(Dataset begins)

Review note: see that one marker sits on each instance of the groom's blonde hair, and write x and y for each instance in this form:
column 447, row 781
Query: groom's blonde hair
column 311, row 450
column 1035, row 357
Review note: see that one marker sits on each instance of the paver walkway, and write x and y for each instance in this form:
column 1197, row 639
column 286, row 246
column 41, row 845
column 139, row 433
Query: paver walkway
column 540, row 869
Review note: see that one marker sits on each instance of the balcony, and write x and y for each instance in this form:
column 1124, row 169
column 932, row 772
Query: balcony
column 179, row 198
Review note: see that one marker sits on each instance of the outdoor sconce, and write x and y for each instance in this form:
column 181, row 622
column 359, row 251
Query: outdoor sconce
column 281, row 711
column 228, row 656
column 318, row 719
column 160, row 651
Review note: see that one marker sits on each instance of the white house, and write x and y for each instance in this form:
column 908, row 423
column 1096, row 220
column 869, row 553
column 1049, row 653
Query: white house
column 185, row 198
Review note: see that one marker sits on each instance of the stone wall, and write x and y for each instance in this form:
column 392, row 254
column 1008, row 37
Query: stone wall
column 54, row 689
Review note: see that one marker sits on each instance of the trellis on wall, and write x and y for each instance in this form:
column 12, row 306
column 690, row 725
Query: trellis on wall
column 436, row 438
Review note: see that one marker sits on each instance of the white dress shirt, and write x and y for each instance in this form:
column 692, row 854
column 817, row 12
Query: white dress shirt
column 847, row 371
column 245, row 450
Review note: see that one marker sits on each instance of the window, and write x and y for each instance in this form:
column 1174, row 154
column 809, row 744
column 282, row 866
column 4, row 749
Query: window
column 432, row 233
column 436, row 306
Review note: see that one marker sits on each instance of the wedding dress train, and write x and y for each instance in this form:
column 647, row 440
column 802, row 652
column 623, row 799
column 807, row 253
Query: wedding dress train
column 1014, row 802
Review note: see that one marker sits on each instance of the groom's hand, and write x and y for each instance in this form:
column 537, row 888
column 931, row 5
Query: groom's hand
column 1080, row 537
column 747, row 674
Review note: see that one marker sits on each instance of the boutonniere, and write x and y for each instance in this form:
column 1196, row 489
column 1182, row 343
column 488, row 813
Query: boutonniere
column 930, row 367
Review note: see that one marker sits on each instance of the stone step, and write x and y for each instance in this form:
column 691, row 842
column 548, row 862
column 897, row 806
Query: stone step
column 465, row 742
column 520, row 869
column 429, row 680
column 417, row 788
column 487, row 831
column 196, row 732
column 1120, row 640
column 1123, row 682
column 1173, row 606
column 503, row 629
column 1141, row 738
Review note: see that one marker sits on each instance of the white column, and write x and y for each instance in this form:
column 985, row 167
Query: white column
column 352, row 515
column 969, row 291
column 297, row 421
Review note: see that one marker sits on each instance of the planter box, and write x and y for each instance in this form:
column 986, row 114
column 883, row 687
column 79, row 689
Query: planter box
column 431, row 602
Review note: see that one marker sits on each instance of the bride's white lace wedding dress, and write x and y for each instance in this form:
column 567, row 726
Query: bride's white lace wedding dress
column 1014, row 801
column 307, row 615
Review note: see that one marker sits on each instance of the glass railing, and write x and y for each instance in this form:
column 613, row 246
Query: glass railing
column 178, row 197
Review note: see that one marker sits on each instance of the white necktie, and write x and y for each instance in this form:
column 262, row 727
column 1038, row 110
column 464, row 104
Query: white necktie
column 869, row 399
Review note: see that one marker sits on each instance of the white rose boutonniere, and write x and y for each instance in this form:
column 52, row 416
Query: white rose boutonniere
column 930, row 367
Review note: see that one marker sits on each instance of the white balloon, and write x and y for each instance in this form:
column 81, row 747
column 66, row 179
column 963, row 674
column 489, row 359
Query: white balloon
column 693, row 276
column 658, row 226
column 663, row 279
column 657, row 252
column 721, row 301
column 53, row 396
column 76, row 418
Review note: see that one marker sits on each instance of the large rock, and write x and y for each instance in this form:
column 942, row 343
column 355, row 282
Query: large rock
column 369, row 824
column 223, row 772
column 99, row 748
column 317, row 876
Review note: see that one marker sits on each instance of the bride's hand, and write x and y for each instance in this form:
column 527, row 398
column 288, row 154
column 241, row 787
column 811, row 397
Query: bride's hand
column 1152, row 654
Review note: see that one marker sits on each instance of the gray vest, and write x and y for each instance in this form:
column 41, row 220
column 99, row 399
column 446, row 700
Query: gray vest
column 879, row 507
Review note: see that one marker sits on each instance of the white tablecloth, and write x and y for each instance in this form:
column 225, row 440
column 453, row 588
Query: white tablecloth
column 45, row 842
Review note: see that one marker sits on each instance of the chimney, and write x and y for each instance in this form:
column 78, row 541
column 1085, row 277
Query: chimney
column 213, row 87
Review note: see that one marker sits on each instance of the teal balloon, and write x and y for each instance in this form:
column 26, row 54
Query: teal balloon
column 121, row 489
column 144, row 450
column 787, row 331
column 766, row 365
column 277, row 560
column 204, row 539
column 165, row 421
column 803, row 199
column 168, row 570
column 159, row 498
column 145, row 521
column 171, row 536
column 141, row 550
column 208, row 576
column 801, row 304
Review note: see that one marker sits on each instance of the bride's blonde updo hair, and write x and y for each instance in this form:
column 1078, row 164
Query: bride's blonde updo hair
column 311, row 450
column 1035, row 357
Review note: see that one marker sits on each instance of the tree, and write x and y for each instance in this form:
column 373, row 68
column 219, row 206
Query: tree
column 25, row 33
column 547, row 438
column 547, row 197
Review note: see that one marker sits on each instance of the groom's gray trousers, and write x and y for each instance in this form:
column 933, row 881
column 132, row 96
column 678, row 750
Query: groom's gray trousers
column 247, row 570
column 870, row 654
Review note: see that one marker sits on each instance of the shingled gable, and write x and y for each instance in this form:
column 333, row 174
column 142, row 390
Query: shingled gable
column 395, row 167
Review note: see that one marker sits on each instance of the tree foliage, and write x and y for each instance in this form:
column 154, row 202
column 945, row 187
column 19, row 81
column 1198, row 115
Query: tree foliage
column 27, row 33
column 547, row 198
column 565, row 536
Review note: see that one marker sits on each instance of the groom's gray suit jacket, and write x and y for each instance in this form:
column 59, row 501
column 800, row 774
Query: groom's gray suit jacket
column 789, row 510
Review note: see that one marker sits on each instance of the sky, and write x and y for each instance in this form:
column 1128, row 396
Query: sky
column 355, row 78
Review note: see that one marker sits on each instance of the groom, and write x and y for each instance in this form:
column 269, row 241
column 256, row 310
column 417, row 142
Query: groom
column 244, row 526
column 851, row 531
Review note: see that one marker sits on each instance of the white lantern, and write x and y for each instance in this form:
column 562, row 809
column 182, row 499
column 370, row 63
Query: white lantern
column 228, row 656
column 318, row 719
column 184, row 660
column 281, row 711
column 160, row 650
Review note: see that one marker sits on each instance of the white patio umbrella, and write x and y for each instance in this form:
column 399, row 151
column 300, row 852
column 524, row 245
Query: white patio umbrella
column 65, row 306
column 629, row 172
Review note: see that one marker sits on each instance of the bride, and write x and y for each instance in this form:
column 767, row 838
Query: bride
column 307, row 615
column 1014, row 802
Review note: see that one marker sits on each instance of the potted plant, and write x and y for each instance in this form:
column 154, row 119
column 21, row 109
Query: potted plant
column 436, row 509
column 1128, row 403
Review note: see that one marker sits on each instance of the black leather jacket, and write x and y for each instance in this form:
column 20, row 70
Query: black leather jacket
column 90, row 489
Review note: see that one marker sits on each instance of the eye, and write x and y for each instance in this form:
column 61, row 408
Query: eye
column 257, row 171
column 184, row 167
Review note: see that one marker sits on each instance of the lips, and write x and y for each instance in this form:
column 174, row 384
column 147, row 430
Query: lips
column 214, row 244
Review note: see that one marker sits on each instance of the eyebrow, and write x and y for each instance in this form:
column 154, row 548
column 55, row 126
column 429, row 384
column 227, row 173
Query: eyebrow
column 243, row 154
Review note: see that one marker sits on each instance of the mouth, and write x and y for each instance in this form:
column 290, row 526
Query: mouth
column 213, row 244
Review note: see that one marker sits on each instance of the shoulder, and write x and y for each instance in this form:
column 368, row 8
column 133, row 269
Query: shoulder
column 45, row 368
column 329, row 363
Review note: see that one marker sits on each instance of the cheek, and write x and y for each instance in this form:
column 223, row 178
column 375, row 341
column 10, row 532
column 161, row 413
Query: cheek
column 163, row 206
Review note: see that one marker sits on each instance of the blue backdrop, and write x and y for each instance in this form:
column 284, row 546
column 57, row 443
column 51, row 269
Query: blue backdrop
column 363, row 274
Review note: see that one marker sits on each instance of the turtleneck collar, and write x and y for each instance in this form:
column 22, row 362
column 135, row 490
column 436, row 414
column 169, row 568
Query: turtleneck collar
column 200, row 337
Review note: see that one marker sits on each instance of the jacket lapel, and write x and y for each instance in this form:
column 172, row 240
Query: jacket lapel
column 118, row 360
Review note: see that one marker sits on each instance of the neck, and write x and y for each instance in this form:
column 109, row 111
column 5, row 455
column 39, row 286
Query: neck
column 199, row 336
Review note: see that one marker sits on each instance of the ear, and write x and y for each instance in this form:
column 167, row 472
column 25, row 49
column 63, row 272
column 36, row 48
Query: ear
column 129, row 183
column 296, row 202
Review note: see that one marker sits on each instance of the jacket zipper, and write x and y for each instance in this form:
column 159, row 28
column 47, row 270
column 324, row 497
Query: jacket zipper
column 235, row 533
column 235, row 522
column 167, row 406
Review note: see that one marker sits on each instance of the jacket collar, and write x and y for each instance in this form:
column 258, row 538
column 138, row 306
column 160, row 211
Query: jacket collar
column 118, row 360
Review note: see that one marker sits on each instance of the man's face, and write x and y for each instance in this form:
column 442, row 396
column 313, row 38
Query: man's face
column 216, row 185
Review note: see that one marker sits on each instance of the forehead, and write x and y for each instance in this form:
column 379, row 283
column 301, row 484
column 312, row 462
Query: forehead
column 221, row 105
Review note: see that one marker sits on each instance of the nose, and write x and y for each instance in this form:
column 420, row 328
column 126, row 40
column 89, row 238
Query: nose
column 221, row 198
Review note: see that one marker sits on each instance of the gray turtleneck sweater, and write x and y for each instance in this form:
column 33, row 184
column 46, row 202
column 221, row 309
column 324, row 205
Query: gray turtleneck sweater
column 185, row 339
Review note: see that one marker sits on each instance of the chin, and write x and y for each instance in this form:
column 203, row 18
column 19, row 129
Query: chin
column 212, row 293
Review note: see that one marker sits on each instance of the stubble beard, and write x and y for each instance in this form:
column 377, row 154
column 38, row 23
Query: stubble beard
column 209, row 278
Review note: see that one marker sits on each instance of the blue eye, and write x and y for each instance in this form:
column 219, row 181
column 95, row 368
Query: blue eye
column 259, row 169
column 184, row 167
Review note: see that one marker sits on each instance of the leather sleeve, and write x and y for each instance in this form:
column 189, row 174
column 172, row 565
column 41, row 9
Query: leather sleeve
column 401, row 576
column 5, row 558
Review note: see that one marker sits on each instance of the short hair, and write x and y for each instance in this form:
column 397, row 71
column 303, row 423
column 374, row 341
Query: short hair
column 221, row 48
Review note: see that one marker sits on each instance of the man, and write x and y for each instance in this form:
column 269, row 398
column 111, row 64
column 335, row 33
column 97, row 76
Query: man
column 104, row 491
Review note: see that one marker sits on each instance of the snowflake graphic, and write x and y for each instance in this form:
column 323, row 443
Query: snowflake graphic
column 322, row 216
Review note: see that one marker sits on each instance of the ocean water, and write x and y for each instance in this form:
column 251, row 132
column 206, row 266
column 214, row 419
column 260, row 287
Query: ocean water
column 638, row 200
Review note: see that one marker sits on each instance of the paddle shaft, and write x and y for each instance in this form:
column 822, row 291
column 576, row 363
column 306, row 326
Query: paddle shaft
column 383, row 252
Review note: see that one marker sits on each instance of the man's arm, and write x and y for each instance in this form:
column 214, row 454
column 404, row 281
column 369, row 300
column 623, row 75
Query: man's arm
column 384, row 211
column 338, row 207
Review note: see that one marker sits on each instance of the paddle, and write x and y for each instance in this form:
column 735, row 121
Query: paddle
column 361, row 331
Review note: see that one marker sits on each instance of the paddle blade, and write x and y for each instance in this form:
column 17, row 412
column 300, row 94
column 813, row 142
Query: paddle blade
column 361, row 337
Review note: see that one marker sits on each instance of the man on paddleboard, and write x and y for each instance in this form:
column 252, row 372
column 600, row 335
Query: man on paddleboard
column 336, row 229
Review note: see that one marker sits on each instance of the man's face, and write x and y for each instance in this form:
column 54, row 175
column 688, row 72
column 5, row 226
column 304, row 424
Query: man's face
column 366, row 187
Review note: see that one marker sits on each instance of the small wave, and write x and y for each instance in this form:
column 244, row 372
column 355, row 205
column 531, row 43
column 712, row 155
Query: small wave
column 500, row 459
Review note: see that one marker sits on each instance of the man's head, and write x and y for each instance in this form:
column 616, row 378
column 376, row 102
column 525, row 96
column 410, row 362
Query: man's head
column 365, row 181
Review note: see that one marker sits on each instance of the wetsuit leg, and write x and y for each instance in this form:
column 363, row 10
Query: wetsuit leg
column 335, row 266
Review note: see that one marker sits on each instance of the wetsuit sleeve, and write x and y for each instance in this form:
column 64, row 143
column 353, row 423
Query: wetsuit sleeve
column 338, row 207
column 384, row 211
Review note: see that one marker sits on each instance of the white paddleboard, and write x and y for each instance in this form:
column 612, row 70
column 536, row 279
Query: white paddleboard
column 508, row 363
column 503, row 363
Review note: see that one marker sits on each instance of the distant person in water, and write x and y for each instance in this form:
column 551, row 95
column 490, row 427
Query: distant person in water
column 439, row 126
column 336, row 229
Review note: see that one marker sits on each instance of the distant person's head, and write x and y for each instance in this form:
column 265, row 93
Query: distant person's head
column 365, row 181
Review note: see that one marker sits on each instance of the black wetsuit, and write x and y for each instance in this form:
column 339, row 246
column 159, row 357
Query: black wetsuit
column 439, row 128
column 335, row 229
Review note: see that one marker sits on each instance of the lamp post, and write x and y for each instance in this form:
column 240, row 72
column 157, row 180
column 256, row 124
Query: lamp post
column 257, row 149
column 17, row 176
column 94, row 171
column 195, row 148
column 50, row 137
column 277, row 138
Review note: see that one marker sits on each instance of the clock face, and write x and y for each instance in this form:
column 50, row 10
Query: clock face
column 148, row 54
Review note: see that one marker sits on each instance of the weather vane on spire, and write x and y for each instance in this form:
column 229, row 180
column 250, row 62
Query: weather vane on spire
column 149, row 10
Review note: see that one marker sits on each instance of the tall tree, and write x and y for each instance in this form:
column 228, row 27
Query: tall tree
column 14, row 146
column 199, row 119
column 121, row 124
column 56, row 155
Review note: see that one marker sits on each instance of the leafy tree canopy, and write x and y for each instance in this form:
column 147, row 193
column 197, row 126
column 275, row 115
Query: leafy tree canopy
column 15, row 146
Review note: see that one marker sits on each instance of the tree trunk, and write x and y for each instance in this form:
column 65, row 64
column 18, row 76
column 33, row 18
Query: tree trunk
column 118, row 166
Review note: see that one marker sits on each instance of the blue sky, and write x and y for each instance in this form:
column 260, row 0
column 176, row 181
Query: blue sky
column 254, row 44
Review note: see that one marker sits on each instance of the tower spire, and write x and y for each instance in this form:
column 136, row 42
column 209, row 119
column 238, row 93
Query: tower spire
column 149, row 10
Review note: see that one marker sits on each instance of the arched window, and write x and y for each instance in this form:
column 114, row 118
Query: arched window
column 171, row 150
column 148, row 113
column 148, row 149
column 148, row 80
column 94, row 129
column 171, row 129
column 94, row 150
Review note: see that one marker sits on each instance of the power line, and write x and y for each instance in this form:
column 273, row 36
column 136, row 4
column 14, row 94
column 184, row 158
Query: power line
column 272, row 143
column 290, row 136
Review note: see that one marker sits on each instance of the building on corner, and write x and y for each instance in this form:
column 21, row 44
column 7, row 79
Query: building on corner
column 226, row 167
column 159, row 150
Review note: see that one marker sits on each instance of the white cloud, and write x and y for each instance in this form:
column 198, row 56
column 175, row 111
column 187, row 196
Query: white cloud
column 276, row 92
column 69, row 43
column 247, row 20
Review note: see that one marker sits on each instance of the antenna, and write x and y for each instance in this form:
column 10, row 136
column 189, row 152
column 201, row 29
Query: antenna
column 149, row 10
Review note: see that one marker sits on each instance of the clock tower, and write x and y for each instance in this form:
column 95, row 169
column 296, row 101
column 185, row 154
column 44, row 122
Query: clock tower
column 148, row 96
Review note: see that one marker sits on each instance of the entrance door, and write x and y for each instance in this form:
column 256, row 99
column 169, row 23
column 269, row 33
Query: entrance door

(Dataset ends)

Copy out the lines above that hold the string "entrance".

Solution:
Review note: see that one marker sits on each instance of the entrance door, and write x and y for each instance in this form:
Query: entrance door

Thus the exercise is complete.